Registros contidos em um conjunto de dados:
■ ■ ■ ■
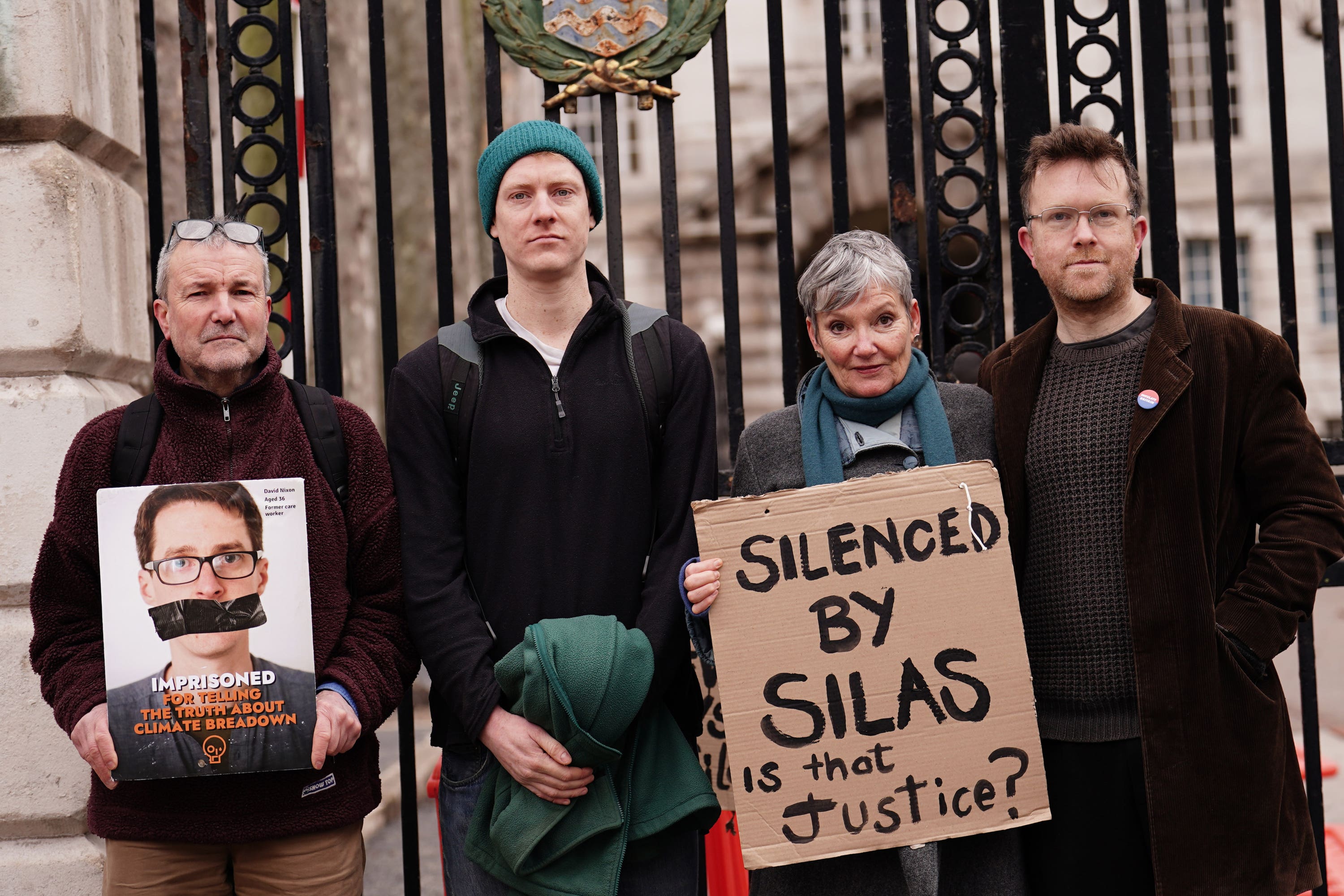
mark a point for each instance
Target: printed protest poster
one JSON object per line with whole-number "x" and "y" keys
{"x": 207, "y": 628}
{"x": 871, "y": 664}
{"x": 711, "y": 746}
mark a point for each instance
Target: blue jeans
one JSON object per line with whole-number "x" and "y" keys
{"x": 674, "y": 871}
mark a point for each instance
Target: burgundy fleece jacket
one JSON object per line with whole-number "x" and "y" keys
{"x": 359, "y": 630}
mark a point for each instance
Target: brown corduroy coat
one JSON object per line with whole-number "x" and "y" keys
{"x": 1228, "y": 448}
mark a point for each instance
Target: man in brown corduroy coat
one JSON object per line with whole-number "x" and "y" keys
{"x": 1142, "y": 443}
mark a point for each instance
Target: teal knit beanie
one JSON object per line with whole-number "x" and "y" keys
{"x": 526, "y": 139}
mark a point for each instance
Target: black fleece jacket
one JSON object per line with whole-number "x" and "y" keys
{"x": 557, "y": 515}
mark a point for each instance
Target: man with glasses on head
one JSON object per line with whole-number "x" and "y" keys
{"x": 222, "y": 412}
{"x": 205, "y": 609}
{"x": 1171, "y": 513}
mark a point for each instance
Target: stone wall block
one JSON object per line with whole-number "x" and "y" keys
{"x": 39, "y": 417}
{"x": 74, "y": 275}
{"x": 43, "y": 782}
{"x": 66, "y": 867}
{"x": 68, "y": 73}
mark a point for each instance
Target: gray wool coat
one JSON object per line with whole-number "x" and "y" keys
{"x": 769, "y": 460}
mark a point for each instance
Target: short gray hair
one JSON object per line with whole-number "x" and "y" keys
{"x": 850, "y": 264}
{"x": 217, "y": 238}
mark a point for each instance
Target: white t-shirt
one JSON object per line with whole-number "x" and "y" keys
{"x": 550, "y": 355}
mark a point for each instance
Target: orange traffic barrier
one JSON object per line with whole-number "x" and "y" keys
{"x": 724, "y": 868}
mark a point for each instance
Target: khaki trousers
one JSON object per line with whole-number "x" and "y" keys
{"x": 330, "y": 863}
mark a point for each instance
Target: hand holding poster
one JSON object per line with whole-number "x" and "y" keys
{"x": 871, "y": 664}
{"x": 207, "y": 628}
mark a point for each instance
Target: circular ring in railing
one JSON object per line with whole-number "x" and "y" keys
{"x": 249, "y": 201}
{"x": 987, "y": 308}
{"x": 948, "y": 56}
{"x": 961, "y": 213}
{"x": 982, "y": 249}
{"x": 951, "y": 34}
{"x": 263, "y": 22}
{"x": 1111, "y": 103}
{"x": 976, "y": 129}
{"x": 1094, "y": 41}
{"x": 283, "y": 323}
{"x": 1112, "y": 9}
{"x": 267, "y": 179}
{"x": 241, "y": 89}
{"x": 964, "y": 347}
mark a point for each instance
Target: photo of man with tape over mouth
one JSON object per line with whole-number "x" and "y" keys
{"x": 203, "y": 574}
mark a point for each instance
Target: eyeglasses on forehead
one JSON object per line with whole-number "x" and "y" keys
{"x": 240, "y": 232}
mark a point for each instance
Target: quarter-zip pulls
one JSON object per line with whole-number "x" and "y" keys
{"x": 229, "y": 435}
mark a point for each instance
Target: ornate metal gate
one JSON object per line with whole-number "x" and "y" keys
{"x": 960, "y": 271}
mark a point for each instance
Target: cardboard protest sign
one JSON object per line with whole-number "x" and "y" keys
{"x": 711, "y": 746}
{"x": 871, "y": 664}
{"x": 207, "y": 628}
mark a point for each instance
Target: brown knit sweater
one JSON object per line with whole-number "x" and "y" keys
{"x": 1074, "y": 599}
{"x": 359, "y": 632}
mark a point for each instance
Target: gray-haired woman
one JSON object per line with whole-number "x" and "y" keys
{"x": 871, "y": 408}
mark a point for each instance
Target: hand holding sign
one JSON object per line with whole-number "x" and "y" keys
{"x": 871, "y": 664}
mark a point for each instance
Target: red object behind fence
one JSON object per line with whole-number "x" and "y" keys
{"x": 724, "y": 859}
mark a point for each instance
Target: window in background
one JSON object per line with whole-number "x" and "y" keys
{"x": 1326, "y": 276}
{"x": 1193, "y": 104}
{"x": 859, "y": 29}
{"x": 1203, "y": 281}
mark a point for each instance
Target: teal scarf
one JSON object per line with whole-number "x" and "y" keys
{"x": 824, "y": 401}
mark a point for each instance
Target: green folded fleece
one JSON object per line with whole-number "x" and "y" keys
{"x": 585, "y": 680}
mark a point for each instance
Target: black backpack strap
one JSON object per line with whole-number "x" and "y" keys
{"x": 318, "y": 412}
{"x": 654, "y": 379}
{"x": 136, "y": 441}
{"x": 460, "y": 377}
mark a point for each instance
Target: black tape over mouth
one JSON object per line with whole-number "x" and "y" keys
{"x": 199, "y": 616}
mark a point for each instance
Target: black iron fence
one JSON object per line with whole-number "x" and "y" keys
{"x": 959, "y": 261}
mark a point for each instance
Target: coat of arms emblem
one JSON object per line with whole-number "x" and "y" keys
{"x": 603, "y": 46}
{"x": 605, "y": 30}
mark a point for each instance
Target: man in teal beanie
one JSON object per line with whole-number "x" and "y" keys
{"x": 546, "y": 452}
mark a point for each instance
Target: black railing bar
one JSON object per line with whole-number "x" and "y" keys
{"x": 728, "y": 236}
{"x": 225, "y": 78}
{"x": 667, "y": 190}
{"x": 550, "y": 89}
{"x": 195, "y": 109}
{"x": 494, "y": 112}
{"x": 1335, "y": 140}
{"x": 929, "y": 155}
{"x": 1163, "y": 240}
{"x": 322, "y": 197}
{"x": 1062, "y": 61}
{"x": 388, "y": 320}
{"x": 1026, "y": 100}
{"x": 293, "y": 218}
{"x": 1223, "y": 154}
{"x": 1312, "y": 739}
{"x": 789, "y": 311}
{"x": 990, "y": 150}
{"x": 902, "y": 209}
{"x": 439, "y": 159}
{"x": 154, "y": 166}
{"x": 1283, "y": 189}
{"x": 835, "y": 111}
{"x": 612, "y": 195}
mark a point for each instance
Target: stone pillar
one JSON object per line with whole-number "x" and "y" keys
{"x": 74, "y": 342}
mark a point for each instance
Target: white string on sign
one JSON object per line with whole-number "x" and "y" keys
{"x": 971, "y": 516}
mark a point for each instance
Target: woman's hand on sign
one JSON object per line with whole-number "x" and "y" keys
{"x": 93, "y": 741}
{"x": 702, "y": 583}
{"x": 534, "y": 758}
{"x": 338, "y": 727}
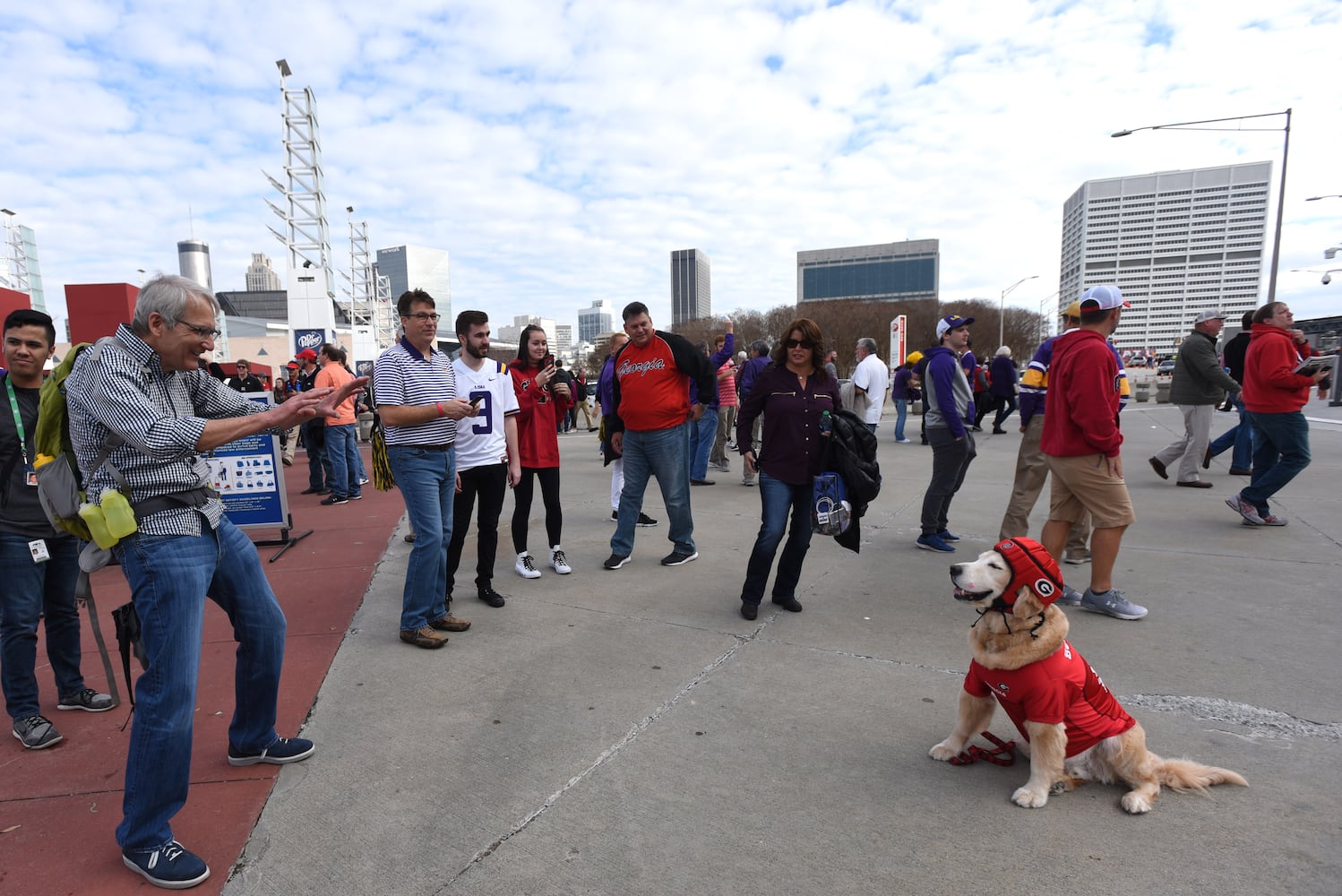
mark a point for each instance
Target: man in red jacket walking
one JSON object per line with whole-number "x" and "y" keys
{"x": 1274, "y": 394}
{"x": 1082, "y": 443}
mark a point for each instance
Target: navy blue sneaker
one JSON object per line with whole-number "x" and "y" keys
{"x": 169, "y": 866}
{"x": 280, "y": 753}
{"x": 934, "y": 544}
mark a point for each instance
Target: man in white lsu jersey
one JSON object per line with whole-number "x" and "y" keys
{"x": 487, "y": 461}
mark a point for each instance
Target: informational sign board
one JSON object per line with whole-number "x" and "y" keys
{"x": 898, "y": 340}
{"x": 250, "y": 478}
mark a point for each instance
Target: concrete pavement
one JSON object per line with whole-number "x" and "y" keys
{"x": 627, "y": 731}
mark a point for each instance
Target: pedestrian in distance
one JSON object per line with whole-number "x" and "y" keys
{"x": 1197, "y": 386}
{"x": 544, "y": 400}
{"x": 42, "y": 564}
{"x": 1082, "y": 443}
{"x": 1274, "y": 396}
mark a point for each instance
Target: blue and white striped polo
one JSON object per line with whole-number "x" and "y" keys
{"x": 406, "y": 377}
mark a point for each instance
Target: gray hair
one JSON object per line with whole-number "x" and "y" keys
{"x": 169, "y": 296}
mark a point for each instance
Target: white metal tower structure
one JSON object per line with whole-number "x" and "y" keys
{"x": 372, "y": 323}
{"x": 312, "y": 304}
{"x": 13, "y": 270}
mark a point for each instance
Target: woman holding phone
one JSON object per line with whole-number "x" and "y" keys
{"x": 542, "y": 401}
{"x": 792, "y": 393}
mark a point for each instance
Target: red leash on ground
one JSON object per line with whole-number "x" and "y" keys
{"x": 1002, "y": 755}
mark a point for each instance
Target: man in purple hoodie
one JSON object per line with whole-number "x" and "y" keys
{"x": 949, "y": 412}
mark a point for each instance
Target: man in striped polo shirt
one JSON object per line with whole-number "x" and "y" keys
{"x": 649, "y": 426}
{"x": 417, "y": 397}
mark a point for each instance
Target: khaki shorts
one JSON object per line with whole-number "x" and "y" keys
{"x": 1083, "y": 483}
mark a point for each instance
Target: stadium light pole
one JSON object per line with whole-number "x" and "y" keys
{"x": 1002, "y": 307}
{"x": 1280, "y": 196}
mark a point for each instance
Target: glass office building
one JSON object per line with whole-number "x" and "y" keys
{"x": 908, "y": 270}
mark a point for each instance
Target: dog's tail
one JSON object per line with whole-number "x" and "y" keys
{"x": 1185, "y": 774}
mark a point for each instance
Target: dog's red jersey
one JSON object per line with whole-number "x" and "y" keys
{"x": 1062, "y": 687}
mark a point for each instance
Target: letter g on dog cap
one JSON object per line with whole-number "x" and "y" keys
{"x": 1104, "y": 298}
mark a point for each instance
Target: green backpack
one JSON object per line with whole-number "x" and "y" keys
{"x": 61, "y": 487}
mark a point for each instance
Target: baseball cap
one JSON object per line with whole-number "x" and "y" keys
{"x": 1104, "y": 298}
{"x": 951, "y": 323}
{"x": 1031, "y": 566}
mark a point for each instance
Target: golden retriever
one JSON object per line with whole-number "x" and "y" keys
{"x": 1016, "y": 631}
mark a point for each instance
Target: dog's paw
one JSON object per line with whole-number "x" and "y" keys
{"x": 943, "y": 752}
{"x": 1136, "y": 802}
{"x": 1029, "y": 798}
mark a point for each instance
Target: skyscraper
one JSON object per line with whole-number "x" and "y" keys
{"x": 261, "y": 277}
{"x": 1174, "y": 242}
{"x": 692, "y": 294}
{"x": 593, "y": 321}
{"x": 906, "y": 270}
{"x": 415, "y": 267}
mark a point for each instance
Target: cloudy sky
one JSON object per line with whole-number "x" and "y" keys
{"x": 560, "y": 151}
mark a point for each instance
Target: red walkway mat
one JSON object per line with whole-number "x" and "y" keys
{"x": 59, "y": 806}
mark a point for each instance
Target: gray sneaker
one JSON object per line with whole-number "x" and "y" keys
{"x": 1112, "y": 602}
{"x": 35, "y": 733}
{"x": 1070, "y": 597}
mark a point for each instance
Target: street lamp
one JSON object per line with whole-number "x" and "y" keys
{"x": 1002, "y": 309}
{"x": 1280, "y": 196}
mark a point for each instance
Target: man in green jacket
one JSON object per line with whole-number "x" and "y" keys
{"x": 1199, "y": 385}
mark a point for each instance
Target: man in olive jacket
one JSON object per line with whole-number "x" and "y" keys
{"x": 1199, "y": 385}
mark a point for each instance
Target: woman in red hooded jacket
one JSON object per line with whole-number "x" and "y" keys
{"x": 1272, "y": 396}
{"x": 542, "y": 401}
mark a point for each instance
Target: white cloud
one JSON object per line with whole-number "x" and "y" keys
{"x": 561, "y": 151}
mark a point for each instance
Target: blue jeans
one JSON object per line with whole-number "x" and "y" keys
{"x": 318, "y": 466}
{"x": 776, "y": 498}
{"x": 900, "y": 415}
{"x": 662, "y": 453}
{"x": 31, "y": 590}
{"x": 702, "y": 434}
{"x": 951, "y": 461}
{"x": 427, "y": 480}
{"x": 1240, "y": 437}
{"x": 342, "y": 451}
{"x": 1280, "y": 452}
{"x": 169, "y": 578}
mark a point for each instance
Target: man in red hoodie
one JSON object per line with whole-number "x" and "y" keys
{"x": 1272, "y": 396}
{"x": 1080, "y": 443}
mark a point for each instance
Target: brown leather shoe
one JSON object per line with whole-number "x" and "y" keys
{"x": 425, "y": 637}
{"x": 450, "y": 624}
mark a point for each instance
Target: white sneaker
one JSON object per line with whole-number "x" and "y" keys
{"x": 526, "y": 566}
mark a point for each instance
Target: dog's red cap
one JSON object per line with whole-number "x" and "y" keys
{"x": 1032, "y": 566}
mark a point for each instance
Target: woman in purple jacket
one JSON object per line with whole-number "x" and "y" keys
{"x": 792, "y": 393}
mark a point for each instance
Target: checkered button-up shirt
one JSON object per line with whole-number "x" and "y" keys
{"x": 160, "y": 416}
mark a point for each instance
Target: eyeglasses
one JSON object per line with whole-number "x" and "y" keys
{"x": 204, "y": 333}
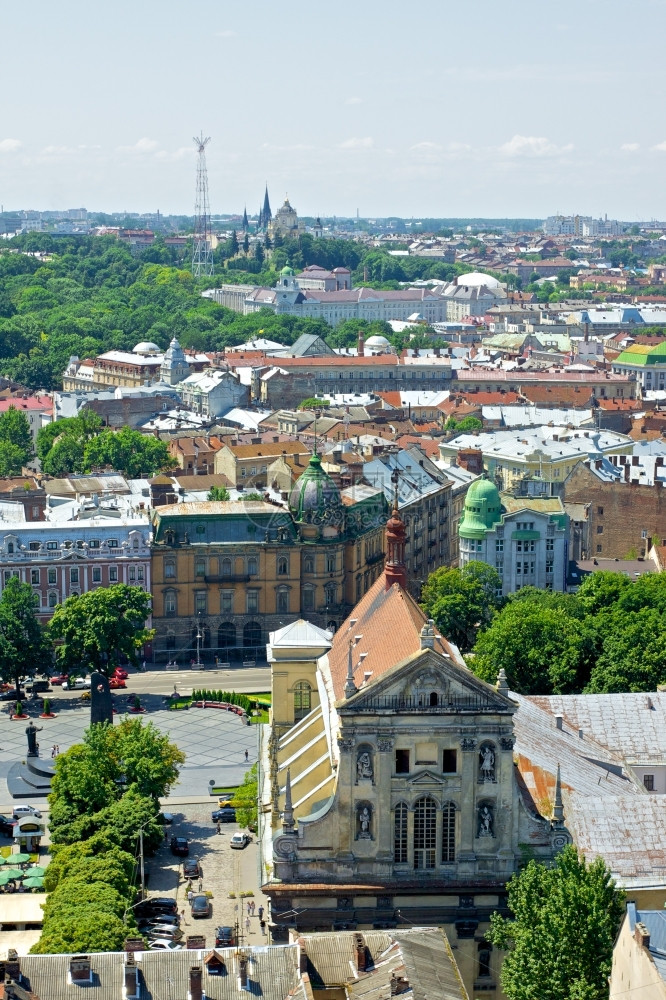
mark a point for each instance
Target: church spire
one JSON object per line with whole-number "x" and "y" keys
{"x": 395, "y": 570}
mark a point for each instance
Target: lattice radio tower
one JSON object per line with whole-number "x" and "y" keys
{"x": 202, "y": 251}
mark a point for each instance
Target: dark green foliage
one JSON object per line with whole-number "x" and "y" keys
{"x": 460, "y": 601}
{"x": 560, "y": 940}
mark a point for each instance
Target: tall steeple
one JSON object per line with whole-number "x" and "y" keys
{"x": 395, "y": 570}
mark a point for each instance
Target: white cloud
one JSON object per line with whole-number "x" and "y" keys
{"x": 532, "y": 145}
{"x": 366, "y": 143}
{"x": 143, "y": 145}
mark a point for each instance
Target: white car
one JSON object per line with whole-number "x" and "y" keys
{"x": 76, "y": 683}
{"x": 20, "y": 811}
{"x": 164, "y": 944}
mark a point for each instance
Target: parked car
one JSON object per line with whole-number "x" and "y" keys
{"x": 165, "y": 931}
{"x": 76, "y": 683}
{"x": 191, "y": 868}
{"x": 201, "y": 906}
{"x": 226, "y": 815}
{"x": 20, "y": 811}
{"x": 224, "y": 937}
{"x": 164, "y": 944}
{"x": 155, "y": 904}
{"x": 7, "y": 826}
{"x": 38, "y": 687}
{"x": 240, "y": 840}
{"x": 180, "y": 846}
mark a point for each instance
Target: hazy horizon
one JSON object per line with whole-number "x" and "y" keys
{"x": 438, "y": 110}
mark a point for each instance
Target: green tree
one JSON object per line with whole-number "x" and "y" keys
{"x": 560, "y": 939}
{"x": 543, "y": 649}
{"x": 94, "y": 631}
{"x": 218, "y": 493}
{"x": 127, "y": 451}
{"x": 24, "y": 647}
{"x": 460, "y": 601}
{"x": 15, "y": 433}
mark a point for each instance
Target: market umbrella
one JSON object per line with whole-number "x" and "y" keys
{"x": 33, "y": 883}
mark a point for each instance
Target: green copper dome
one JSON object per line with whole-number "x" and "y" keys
{"x": 483, "y": 509}
{"x": 315, "y": 498}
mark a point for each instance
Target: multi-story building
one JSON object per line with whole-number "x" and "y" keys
{"x": 81, "y": 545}
{"x": 424, "y": 495}
{"x": 548, "y": 453}
{"x": 233, "y": 570}
{"x": 525, "y": 539}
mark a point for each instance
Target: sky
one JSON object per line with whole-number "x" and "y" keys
{"x": 429, "y": 108}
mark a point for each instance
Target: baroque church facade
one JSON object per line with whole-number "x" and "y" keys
{"x": 388, "y": 787}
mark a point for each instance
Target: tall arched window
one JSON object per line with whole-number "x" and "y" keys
{"x": 448, "y": 832}
{"x": 425, "y": 833}
{"x": 302, "y": 699}
{"x": 400, "y": 834}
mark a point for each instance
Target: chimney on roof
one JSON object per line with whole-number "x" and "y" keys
{"x": 196, "y": 983}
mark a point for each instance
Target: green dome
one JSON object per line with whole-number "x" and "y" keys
{"x": 483, "y": 509}
{"x": 315, "y": 498}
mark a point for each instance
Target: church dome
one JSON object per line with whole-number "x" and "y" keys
{"x": 483, "y": 509}
{"x": 145, "y": 347}
{"x": 315, "y": 498}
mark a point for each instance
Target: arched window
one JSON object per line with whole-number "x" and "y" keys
{"x": 448, "y": 832}
{"x": 425, "y": 833}
{"x": 252, "y": 634}
{"x": 400, "y": 834}
{"x": 226, "y": 635}
{"x": 302, "y": 699}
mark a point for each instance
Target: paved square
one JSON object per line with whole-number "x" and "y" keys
{"x": 214, "y": 742}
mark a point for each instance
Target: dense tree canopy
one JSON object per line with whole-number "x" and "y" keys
{"x": 561, "y": 935}
{"x": 460, "y": 601}
{"x": 95, "y": 630}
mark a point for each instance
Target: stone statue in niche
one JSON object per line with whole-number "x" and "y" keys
{"x": 364, "y": 766}
{"x": 364, "y": 823}
{"x": 487, "y": 763}
{"x": 485, "y": 822}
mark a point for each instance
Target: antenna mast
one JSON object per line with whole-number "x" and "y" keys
{"x": 202, "y": 252}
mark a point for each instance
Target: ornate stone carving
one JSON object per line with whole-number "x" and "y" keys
{"x": 487, "y": 762}
{"x": 364, "y": 821}
{"x": 486, "y": 821}
{"x": 364, "y": 771}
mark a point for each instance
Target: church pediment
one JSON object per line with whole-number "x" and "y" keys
{"x": 428, "y": 682}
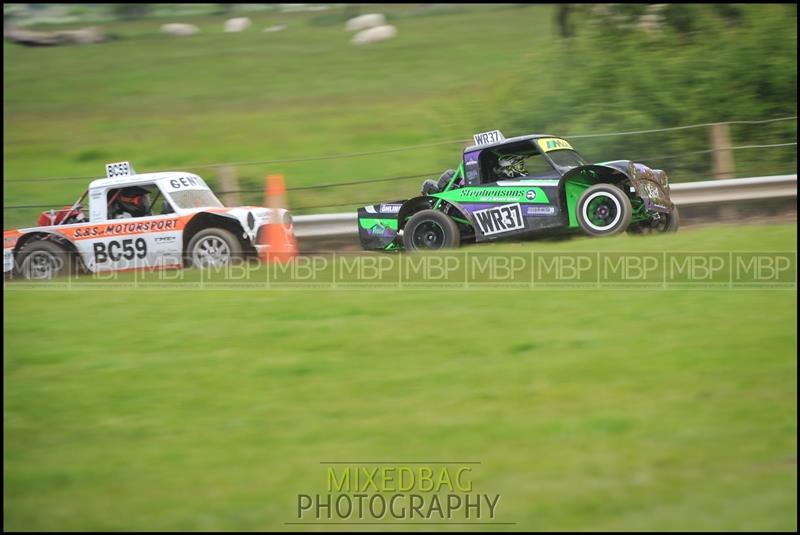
■ ■ ■ ■
PROBLEMA CURTO: Localize na listagem acima todas as linhas que contêm a palavra "beanie" e transcreva-as.

RESPOSTA COMPLETA:
Target: teal knit beanie
Target: man in teal beanie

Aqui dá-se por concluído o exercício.